[Task instructions] Somewhere below are a line with "target | leaf stem" and a later line with "target | thin tree branch". Output exactly those lines and all lines between them.

[Records for this task]
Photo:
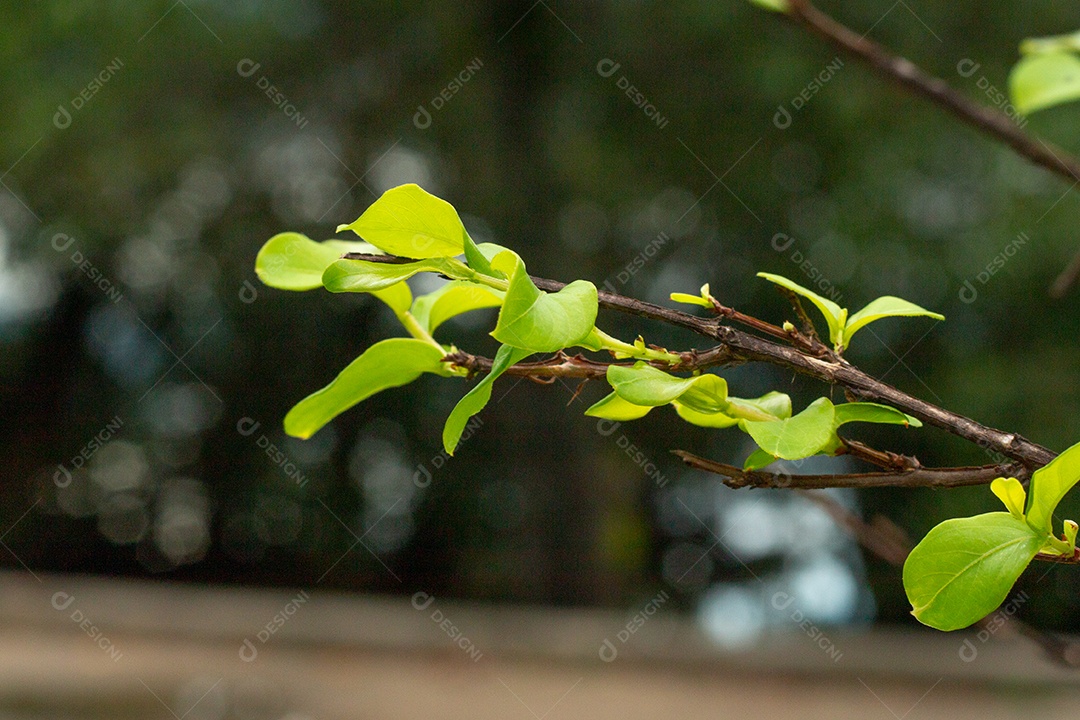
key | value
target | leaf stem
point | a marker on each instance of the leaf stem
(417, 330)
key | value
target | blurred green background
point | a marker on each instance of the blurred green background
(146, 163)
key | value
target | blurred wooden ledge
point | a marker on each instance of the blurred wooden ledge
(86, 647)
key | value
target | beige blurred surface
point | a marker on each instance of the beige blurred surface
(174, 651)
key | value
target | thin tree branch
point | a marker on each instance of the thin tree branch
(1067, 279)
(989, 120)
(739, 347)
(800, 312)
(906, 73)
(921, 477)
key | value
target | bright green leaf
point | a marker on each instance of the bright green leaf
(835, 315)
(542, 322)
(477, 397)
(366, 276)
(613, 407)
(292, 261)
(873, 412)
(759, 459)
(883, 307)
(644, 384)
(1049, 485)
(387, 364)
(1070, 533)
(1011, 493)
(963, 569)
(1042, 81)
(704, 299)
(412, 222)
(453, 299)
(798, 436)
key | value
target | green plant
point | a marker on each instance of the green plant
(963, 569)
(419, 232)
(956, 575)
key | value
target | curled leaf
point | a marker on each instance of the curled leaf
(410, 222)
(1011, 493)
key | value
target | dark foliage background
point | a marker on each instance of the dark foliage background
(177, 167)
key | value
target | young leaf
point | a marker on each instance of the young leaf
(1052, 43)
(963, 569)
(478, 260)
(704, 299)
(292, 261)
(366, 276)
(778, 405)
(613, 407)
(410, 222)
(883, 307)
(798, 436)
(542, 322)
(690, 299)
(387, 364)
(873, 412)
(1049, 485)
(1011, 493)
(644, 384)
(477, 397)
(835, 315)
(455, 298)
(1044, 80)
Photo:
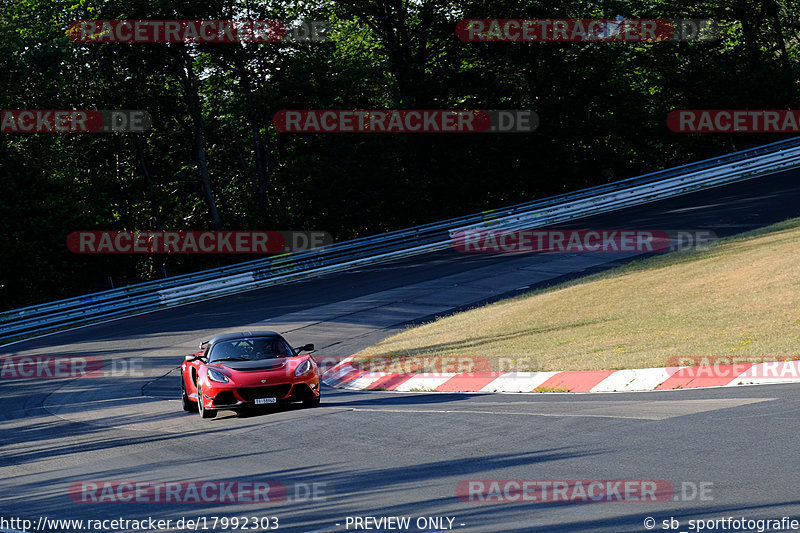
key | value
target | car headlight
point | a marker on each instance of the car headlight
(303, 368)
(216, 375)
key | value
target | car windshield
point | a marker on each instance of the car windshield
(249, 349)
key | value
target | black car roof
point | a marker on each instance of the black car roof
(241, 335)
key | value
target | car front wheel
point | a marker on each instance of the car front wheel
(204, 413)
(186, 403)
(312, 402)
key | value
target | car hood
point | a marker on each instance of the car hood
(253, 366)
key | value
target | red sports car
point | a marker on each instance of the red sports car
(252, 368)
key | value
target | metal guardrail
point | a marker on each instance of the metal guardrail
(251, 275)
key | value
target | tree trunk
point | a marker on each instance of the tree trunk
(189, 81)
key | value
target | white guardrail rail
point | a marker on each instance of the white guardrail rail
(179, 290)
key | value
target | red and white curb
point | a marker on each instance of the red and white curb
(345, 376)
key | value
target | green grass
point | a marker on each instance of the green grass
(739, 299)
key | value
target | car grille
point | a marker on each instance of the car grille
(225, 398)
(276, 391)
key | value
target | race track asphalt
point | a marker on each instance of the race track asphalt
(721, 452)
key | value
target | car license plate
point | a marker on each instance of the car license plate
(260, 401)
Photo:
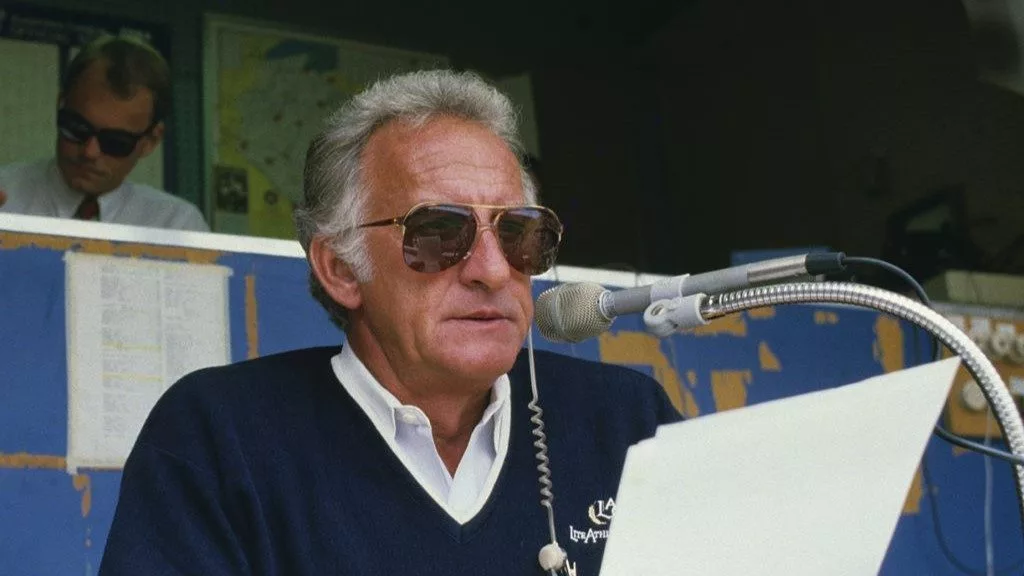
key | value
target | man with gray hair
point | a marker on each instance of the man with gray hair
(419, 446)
...
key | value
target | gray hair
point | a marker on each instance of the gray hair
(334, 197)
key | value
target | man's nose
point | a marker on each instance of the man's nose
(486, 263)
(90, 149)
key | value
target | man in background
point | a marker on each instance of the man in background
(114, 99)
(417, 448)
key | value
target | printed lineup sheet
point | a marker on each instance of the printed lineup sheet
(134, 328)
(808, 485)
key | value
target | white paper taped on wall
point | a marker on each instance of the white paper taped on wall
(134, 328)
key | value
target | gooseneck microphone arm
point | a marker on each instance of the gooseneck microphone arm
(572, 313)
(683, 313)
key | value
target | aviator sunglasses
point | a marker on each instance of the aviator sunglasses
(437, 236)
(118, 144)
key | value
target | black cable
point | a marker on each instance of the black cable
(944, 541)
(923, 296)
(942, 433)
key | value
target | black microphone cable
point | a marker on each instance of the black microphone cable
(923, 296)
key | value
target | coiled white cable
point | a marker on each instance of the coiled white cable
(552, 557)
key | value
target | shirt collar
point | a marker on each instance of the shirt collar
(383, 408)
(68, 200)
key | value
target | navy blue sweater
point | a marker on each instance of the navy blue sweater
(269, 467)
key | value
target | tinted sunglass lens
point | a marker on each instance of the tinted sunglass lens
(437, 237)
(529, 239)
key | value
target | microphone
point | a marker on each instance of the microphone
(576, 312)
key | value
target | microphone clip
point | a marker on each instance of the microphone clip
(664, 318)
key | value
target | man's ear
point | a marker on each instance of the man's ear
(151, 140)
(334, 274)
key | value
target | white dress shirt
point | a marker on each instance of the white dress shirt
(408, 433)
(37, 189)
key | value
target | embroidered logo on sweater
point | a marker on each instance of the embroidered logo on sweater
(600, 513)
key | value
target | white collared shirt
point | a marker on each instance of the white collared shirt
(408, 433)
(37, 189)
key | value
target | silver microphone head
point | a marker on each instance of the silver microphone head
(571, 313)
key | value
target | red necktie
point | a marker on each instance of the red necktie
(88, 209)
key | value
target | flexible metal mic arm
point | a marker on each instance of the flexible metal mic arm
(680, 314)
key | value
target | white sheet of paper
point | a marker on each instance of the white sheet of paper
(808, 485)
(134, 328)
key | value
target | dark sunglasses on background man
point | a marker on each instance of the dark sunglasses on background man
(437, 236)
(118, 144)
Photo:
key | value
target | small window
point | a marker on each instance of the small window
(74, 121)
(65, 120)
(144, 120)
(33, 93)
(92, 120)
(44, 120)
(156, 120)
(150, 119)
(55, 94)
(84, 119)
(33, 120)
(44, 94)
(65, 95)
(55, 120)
---
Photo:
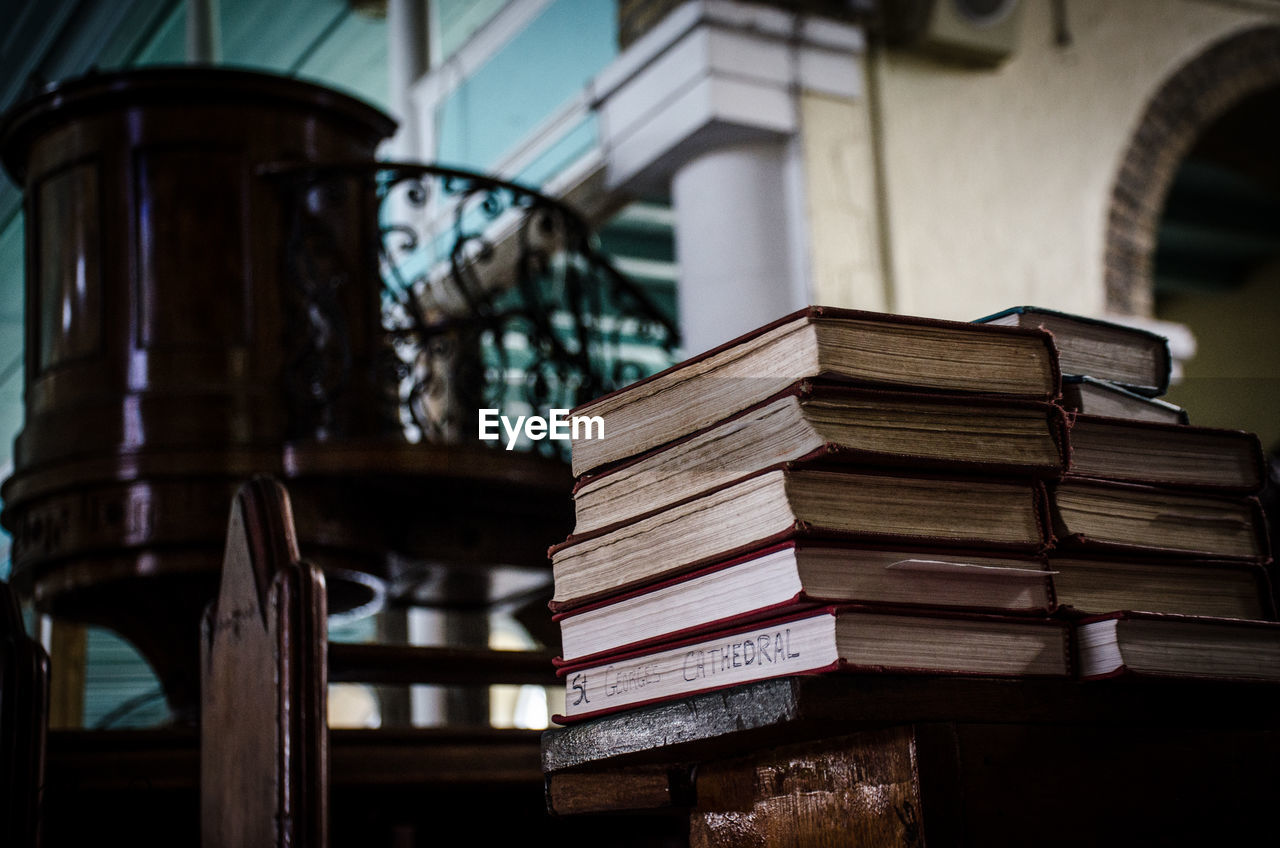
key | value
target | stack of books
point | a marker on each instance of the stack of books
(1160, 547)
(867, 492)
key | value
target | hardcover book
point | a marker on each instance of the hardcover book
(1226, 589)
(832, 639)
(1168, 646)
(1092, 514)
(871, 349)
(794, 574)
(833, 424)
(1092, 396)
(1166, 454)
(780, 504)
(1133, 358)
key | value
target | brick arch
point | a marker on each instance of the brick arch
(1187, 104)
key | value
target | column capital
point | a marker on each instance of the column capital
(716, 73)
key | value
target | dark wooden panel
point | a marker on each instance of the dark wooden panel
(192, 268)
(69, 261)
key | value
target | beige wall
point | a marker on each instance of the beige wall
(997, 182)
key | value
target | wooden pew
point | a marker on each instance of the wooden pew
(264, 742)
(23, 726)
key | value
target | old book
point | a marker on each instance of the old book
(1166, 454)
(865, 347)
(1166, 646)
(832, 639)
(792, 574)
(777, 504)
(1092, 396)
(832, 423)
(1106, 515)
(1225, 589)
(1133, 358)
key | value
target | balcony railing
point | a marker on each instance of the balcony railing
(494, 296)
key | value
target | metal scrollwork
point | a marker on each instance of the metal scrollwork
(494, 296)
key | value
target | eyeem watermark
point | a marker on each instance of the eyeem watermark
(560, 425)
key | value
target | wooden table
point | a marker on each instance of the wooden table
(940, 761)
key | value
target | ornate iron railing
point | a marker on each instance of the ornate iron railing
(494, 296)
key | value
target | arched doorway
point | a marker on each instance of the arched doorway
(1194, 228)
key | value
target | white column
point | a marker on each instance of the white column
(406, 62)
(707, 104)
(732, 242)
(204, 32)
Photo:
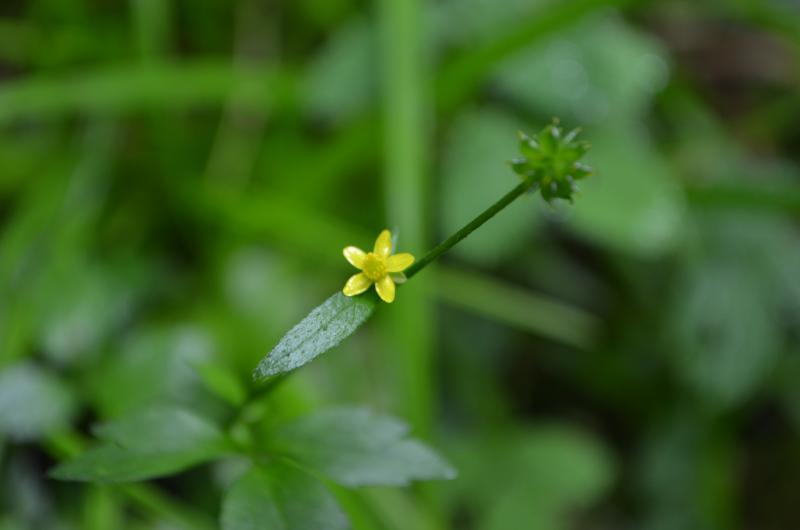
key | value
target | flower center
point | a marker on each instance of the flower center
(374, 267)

[Expected output]
target | leaf stem
point | a marker on each instance of the leaf stem
(417, 330)
key | value
target | blurred green background
point | a marker on each instance of the blurred green background
(146, 163)
key | value
target | blurred wooden ledge
point | a marker on each instance of the blurred wooden ledge
(86, 647)
key | value
target | beige blurred surface
point | a marker on each instance of the beige blurred surface
(174, 651)
key | value
target | thin tree branch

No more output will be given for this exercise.